DON’T LOOK UP: LA REAZIONE PSICOLOGICA DI FRONTE ALL’EMERGENZA
Una commedia dell’assurdo, una satira che fa ridere ma destinata a far riflettere. Si tratta di “Don’t Look Up” uno degli ultimi film in uscita lo scorso dicembre sulla piattaforma Netflix.
Quello che ad una visione superficiale può sembrare un film divertente, quasi infantile nonostante tocchi temi catastrofici, è in realtà una tutt’altro che irrealistica messa in scena di meccanismi sociali, psicologici, mediatici e politici che l’uomo attua quando si misura con un’emergenza.
Può capitare, infatti, quando la realtà è troppo dura o pesante da “digerire” che si mettano in atto delle difese, più o meno strutturate, per salvaguardare il proprio Io dalla paura di non farcela.
Uno di questi meccanismi di difesa è la negazione, un concetto di cui in questi ultimi due anni si è molto spesso discusso.

+ + + + +

» CONSEGNA: Restituisci senza modifiche la parte del testo su "Don't Look Up" che comincia con "Quello che ad" e prosegue fino a "di non farcela.". Per svolgere l'esercizio il materiale non serve.

» DATI GREZZI:
+ + + + +

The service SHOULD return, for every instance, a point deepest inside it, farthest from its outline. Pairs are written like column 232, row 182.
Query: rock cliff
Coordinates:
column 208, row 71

+ + + + +

» RISPOSTA:
Quello che ad una visione superficiale può sembrare un film divertente, quasi infantile nonostante tocchi temi catastrofici, è in realtà una tutt’altro che irrealistica messa in scena di meccanismi sociali, psicologici, mediatici e politici che l’uomo attua quando si misura con un’emergenza.
Può capitare, infatti, quando la realtà è troppo dura o pesante da “digerire” che si mettano in atto delle difese, più o meno strutturate, per salvaguardare il proprio Io dalla paura di non farcela.